··· Passage shown ···
By the end of the Cold War, it seemed that debate had been settled for good. When Ronald Reagan left office, the Soviet Union was on its last legs and few disputed his description of the United States as “the shining city upon a hill” – reprising the phrase of John Winthrop, a 17th century pilgrim who envisioned a colony where freedom could flourish.

“And how stands the city on this winter night?” Mr. Reagan asked in his 1989 farewell address. “After 200 years, two centuries, she still stands strong and true on the granite ridge, and her glow has held steady no matter what storm. And she’s still a beacon, still a magnet for all who must have freedom, for all the pilgrims from all the lost places who are hurtling through the darkness, toward home.”

As Alexis de Tocqueville noted in the early 19th century, however, American democracy was founded as much on the desire for freedom as the quest for equality. The inherent tension between the two has informed U.S. politics since the beginning. And not always in a good way.
··· Study material ···
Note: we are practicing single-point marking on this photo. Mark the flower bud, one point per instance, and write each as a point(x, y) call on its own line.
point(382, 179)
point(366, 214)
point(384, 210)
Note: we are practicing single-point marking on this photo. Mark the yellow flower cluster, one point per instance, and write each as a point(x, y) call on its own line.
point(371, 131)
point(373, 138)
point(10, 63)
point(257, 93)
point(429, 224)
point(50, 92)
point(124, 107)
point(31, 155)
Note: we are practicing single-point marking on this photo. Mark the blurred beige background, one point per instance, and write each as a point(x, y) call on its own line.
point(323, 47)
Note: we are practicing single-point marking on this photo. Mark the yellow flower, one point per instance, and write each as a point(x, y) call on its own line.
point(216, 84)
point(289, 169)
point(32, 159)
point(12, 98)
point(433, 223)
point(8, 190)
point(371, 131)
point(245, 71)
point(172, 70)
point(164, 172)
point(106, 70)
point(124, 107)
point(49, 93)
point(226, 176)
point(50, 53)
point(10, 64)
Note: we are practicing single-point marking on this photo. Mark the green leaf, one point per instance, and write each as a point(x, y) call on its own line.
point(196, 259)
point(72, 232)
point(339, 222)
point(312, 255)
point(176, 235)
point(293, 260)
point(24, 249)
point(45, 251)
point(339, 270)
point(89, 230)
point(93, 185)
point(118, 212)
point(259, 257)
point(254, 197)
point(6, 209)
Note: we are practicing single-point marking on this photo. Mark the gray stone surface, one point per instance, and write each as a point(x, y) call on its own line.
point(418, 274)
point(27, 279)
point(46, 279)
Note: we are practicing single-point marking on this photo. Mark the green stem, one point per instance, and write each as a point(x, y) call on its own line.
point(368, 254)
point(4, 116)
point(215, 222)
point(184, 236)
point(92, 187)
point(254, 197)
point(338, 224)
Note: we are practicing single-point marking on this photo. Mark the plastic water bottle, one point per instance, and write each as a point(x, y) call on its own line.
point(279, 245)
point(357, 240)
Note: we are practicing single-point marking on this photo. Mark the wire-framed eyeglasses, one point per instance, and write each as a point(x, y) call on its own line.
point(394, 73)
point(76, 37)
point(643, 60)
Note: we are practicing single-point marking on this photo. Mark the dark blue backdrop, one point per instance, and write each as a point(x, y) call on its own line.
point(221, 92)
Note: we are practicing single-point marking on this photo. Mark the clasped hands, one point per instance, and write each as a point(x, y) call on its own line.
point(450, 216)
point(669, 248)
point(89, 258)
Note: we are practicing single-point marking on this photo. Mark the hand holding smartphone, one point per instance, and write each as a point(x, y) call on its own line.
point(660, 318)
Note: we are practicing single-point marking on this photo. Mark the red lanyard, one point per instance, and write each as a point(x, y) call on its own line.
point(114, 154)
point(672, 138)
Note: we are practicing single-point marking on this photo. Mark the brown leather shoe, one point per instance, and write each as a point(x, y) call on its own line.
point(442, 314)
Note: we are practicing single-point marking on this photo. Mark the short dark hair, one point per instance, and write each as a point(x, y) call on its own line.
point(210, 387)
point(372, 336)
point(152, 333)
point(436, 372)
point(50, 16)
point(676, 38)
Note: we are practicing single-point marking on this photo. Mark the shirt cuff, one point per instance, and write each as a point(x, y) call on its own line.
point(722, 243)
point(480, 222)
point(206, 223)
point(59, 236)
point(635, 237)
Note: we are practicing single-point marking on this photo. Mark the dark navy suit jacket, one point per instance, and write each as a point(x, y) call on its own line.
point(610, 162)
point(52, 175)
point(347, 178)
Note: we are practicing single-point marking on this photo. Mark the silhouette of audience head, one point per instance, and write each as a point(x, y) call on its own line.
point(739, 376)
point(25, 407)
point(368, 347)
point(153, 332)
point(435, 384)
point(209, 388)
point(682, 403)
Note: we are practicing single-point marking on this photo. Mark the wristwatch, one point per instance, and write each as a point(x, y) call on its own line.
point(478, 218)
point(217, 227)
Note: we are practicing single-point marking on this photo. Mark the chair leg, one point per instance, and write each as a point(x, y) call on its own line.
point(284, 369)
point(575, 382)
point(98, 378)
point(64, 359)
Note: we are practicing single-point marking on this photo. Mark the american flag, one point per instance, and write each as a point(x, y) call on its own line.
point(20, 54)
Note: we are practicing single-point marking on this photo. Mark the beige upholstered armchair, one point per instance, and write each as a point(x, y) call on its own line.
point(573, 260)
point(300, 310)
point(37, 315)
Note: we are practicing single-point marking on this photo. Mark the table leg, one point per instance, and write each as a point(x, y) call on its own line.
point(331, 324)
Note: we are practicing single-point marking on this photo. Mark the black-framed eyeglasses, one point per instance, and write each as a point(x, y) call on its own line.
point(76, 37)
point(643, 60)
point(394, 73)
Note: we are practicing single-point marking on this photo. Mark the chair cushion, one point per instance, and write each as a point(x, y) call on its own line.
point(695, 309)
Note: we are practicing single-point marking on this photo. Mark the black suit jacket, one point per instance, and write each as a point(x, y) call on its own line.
···
Write the next few sentences of the passage about Reagan's "shining city upon a hill," starting after its last sentence. The rows come from a different source than the text.

“There is in fact a manly and legitimate passion for equality that incites men to want to be strong and esteemed,” de Tocqueville wrote in Democracy in America. “This passion tends to elevate the small to the rank of the great; but one also encounters a depraved taste for equality in the human heart that brings the weak to want to draw the strong to their level, and that reduces men to preferring equality in servitude to inequality in freedom.”

Mr. Trump and his supporters, who have no qualms about seeking to overturn the results of free and fair elections, are not the only – or even biggest – threat to American democracy. The identity politics of woke activists who seek to “cancel” any person or point of view that offends them may be an equal or greater threat.

Mr. Trump has failed to subvert the democratic process so far and there is every reason to believe he will continue to fail, despite the musings of some critics.

“Trump and his party have convinced a dauntingly large number of Americans that the essential workings of democracy are corrupt, that made-up claims of fraud are true, that only cheating can thwart their victory at the polls, that tyranny has usurped their government, and that violence is a legitimate response,” Barton Gellman wrote recently in The Atlantic.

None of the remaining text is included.